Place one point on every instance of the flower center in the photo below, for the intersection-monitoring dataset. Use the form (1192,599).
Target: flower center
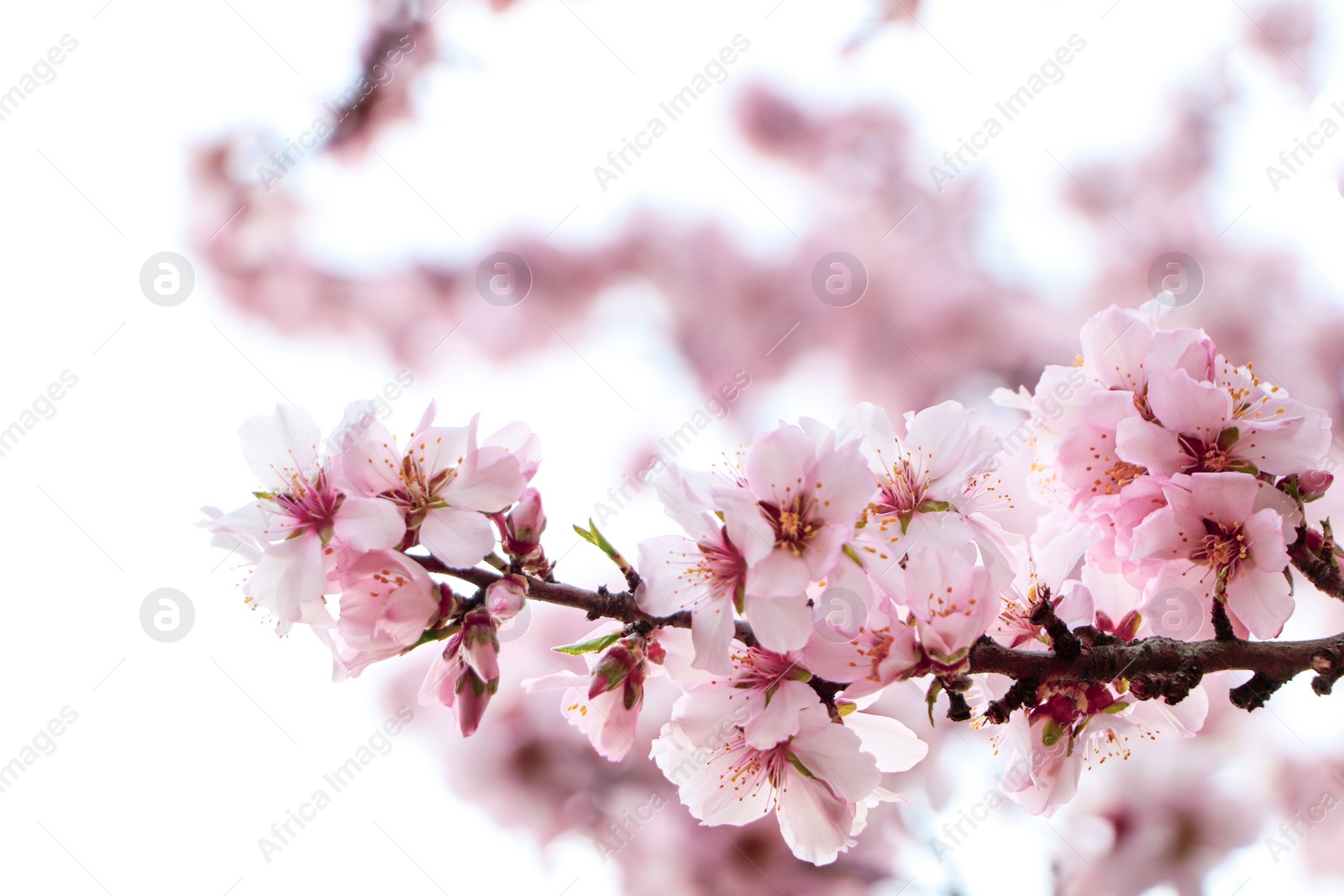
(1222,546)
(792,527)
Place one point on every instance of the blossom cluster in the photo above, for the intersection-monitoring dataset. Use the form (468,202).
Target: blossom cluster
(817,567)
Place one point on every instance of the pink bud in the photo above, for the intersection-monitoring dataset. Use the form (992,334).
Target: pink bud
(480,647)
(1314,484)
(504,598)
(613,669)
(526,524)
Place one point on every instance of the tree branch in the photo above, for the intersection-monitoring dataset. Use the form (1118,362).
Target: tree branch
(1155,667)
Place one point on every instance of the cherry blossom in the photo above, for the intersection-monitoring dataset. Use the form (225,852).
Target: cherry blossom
(302,519)
(467,673)
(387,600)
(1073,727)
(445,484)
(819,783)
(705,573)
(953,602)
(934,486)
(1222,537)
(605,705)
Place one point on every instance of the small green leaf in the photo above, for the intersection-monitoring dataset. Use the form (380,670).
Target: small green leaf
(597,539)
(593,645)
(932,698)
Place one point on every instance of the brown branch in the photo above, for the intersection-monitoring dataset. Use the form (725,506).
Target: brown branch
(1314,555)
(1155,667)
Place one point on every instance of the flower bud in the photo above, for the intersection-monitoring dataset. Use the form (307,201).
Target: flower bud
(504,598)
(1314,484)
(526,524)
(617,665)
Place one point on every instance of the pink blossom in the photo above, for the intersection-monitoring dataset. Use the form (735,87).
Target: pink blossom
(869,652)
(811,493)
(1195,427)
(1221,533)
(934,486)
(706,573)
(764,692)
(302,519)
(952,600)
(445,483)
(819,783)
(605,705)
(467,673)
(1074,726)
(504,597)
(386,604)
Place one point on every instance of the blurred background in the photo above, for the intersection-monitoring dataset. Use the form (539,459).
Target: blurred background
(669,188)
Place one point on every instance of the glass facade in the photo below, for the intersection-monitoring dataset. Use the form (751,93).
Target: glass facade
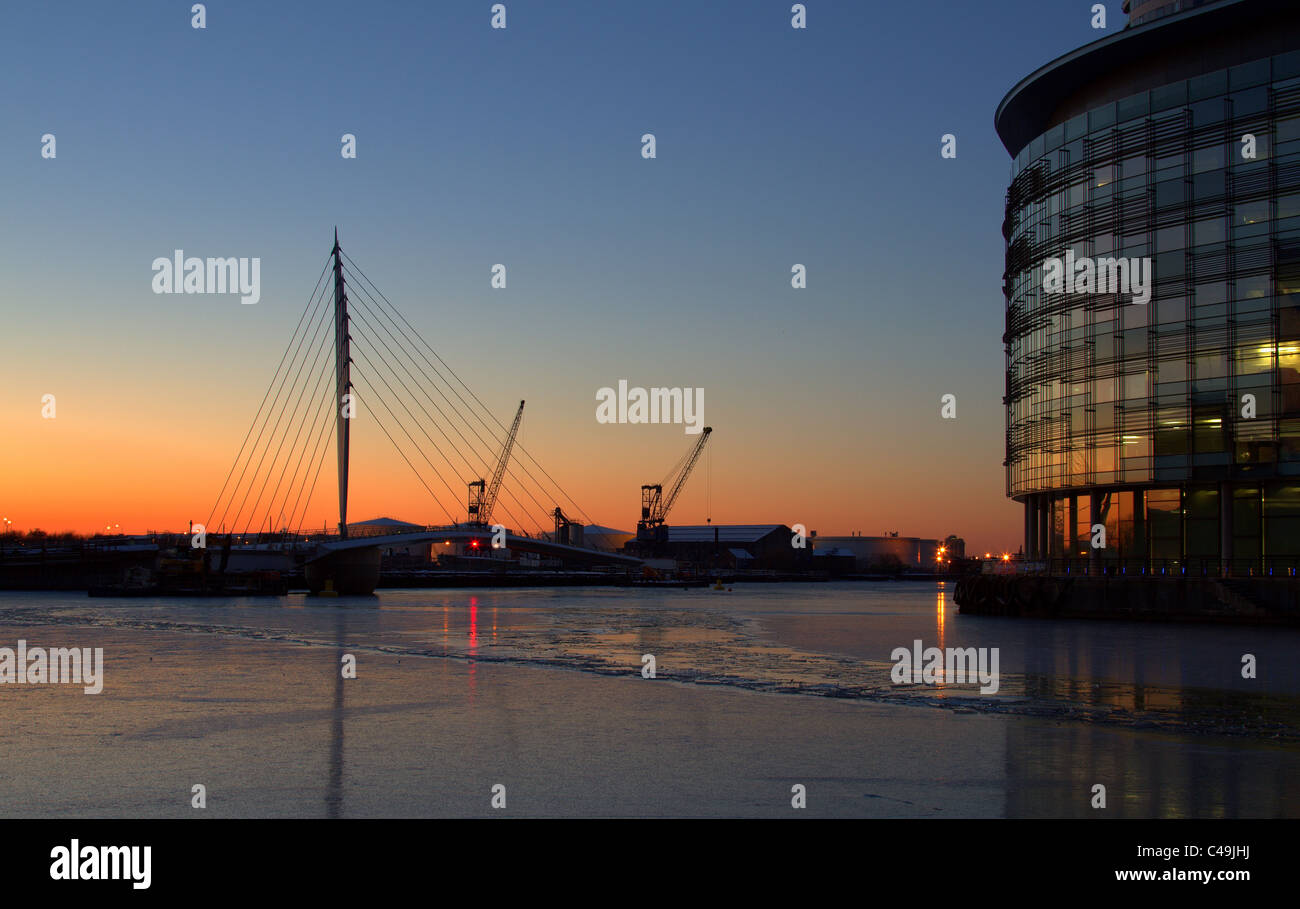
(1175,424)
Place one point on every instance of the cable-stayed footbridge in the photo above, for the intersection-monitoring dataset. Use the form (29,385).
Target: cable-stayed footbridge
(440,428)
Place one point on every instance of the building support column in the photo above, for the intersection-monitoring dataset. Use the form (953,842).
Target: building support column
(1226,529)
(1030,528)
(1093,519)
(1044,526)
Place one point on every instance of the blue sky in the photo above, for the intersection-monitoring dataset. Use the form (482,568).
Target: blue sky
(521,146)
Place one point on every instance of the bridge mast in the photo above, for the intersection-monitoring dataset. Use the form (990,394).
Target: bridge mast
(342,382)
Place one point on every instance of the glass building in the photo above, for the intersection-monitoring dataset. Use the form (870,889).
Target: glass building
(1174,423)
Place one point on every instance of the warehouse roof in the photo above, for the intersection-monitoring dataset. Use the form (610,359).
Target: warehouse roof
(726,532)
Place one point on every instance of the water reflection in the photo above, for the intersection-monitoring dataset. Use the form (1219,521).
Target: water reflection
(334,783)
(1052,769)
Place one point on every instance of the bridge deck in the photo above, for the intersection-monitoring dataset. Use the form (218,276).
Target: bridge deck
(463,535)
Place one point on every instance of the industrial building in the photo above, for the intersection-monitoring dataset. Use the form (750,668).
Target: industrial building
(1174,423)
(889,552)
(745,546)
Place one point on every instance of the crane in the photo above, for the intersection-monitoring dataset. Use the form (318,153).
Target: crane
(482,497)
(655,506)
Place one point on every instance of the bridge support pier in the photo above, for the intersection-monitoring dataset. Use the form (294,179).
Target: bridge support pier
(350,571)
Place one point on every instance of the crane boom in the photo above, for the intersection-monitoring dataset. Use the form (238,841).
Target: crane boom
(685,472)
(490,496)
(654,505)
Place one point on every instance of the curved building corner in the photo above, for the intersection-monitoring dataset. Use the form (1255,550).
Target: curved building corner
(1171,421)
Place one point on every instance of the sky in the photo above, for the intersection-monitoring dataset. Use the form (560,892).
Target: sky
(521,146)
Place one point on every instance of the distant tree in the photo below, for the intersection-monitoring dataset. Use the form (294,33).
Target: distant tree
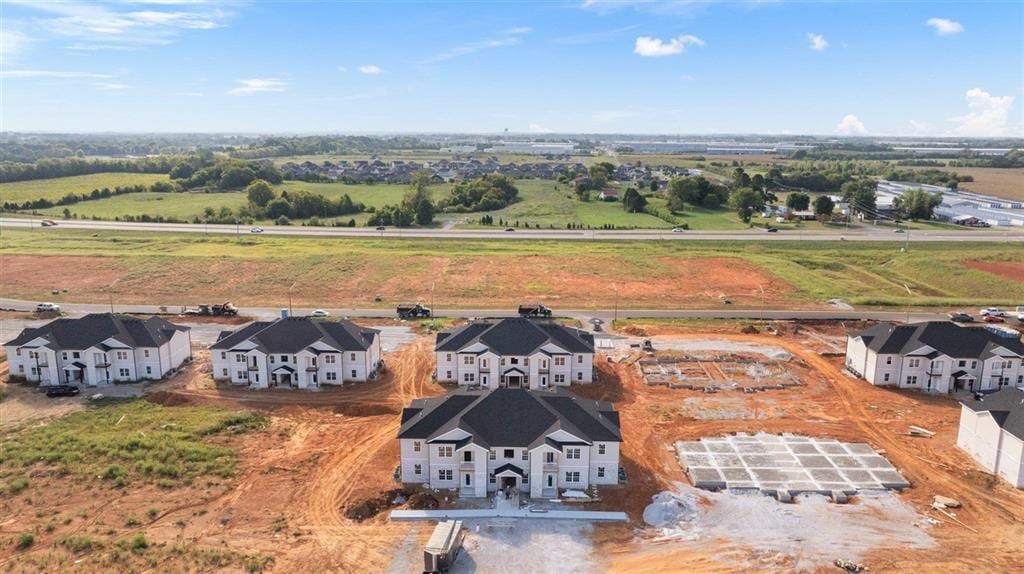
(798,201)
(633,201)
(823,207)
(279,207)
(860,194)
(745,201)
(259,192)
(918,204)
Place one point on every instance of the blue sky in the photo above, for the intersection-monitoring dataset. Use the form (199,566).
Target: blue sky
(676,68)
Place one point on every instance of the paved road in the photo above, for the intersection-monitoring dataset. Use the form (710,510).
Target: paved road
(861,234)
(581,314)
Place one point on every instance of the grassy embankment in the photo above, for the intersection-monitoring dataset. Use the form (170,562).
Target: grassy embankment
(167,268)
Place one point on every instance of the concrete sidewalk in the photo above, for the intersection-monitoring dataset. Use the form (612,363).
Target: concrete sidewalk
(464,514)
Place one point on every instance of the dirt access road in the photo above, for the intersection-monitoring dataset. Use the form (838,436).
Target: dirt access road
(830,404)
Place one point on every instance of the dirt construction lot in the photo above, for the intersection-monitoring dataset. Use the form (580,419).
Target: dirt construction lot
(325,452)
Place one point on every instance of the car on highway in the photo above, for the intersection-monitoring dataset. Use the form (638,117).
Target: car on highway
(61,391)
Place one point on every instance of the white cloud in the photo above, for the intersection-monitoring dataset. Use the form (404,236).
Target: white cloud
(48,74)
(850,125)
(257,85)
(648,46)
(12,42)
(121,24)
(987,115)
(945,27)
(509,37)
(817,42)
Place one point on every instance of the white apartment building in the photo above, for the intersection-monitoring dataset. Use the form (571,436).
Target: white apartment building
(477,442)
(296,352)
(98,349)
(517,353)
(936,356)
(991,431)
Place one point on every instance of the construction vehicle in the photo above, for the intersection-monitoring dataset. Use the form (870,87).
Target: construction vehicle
(413,311)
(443,546)
(534,310)
(216,310)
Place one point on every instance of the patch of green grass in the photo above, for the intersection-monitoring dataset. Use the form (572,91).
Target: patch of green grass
(859,272)
(25,540)
(131,441)
(20,191)
(16,485)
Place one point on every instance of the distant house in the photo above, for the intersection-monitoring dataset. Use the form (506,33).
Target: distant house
(515,352)
(936,356)
(537,441)
(98,349)
(296,352)
(991,431)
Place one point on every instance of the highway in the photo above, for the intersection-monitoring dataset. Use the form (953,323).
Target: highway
(855,234)
(76,309)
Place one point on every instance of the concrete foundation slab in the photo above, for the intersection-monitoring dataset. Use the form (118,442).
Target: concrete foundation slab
(786,464)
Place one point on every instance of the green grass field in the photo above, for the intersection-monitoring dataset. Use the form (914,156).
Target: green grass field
(656,274)
(55,188)
(129,441)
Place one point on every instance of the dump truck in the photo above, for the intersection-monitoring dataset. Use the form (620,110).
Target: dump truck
(534,310)
(443,546)
(413,311)
(215,310)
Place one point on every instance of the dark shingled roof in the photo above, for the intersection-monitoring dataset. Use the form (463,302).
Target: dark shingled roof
(515,337)
(947,338)
(510,417)
(1007,406)
(93,328)
(291,335)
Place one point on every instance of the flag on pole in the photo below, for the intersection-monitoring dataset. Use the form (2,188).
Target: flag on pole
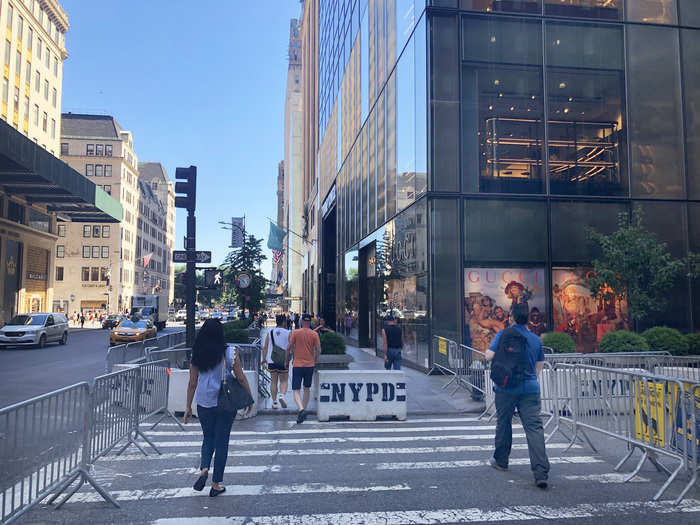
(274,240)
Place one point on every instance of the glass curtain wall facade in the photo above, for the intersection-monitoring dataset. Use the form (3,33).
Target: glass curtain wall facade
(471,142)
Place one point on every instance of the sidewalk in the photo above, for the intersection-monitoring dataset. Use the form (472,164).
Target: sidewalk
(425,393)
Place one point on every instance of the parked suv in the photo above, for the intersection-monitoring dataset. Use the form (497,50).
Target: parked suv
(35,329)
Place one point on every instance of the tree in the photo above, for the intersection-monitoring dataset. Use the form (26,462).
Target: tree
(636,267)
(246,259)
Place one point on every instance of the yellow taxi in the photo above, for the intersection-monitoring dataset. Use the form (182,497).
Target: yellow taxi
(129,330)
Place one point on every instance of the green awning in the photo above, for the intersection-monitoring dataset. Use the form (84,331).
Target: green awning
(29,171)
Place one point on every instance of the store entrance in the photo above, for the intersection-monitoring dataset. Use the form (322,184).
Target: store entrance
(328,245)
(368,296)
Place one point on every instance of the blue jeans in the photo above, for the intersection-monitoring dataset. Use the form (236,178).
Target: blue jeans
(393,356)
(216,426)
(528,406)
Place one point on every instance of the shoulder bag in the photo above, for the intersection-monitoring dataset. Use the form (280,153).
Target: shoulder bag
(232,395)
(279,355)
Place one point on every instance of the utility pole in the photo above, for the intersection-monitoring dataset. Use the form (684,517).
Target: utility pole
(188,201)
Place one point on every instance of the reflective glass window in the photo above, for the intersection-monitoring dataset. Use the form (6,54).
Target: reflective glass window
(655,111)
(511,6)
(570,220)
(586,122)
(690,43)
(498,230)
(651,11)
(605,9)
(502,106)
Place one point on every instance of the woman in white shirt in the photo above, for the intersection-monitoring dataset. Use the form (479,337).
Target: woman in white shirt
(278,336)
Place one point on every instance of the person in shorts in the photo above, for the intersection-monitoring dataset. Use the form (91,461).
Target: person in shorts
(278,336)
(305,346)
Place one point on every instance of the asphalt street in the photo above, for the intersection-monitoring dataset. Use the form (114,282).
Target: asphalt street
(423,471)
(29,372)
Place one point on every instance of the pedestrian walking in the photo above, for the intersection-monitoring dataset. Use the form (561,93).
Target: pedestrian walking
(305,347)
(274,356)
(210,355)
(517,360)
(392,336)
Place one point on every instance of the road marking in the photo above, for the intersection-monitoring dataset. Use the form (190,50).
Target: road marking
(307,441)
(607,478)
(233,490)
(335,452)
(479,463)
(434,517)
(333,431)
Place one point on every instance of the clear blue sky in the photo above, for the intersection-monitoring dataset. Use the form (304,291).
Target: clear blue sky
(199,83)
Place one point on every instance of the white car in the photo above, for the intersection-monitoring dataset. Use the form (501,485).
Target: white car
(35,329)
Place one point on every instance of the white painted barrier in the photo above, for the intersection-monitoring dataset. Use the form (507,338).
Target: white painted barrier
(361,395)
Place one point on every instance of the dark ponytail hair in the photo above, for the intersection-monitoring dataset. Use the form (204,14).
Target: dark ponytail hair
(209,347)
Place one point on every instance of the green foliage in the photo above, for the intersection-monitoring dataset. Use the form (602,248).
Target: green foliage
(663,338)
(634,265)
(623,341)
(332,343)
(246,259)
(693,341)
(560,342)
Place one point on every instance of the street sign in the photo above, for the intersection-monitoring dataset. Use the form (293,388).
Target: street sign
(200,257)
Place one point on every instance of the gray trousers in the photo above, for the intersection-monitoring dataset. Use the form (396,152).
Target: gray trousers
(528,406)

» Exercise aim
Quote exactly what appears from the line containing "Place one point on every instance of the green foliage" through the final line of the listing above, including both of those lines.

» Written solution
Place one point on every instance of the green foliage in the photo above, for the intersection-monitoring dataset. Use the form (602,248).
Target: green foliage
(663,338)
(634,265)
(623,341)
(332,343)
(246,259)
(693,341)
(560,342)
Place one point on every instance of the street sign in the photo above, for the intersection-monitoring dataset. Use the form (293,388).
Target: street sign
(200,257)
Place one point on every instance of the gray trousers in the photo above, for the intersection-monitoring dataset. Use the form (396,152).
Target: gray trousers
(528,406)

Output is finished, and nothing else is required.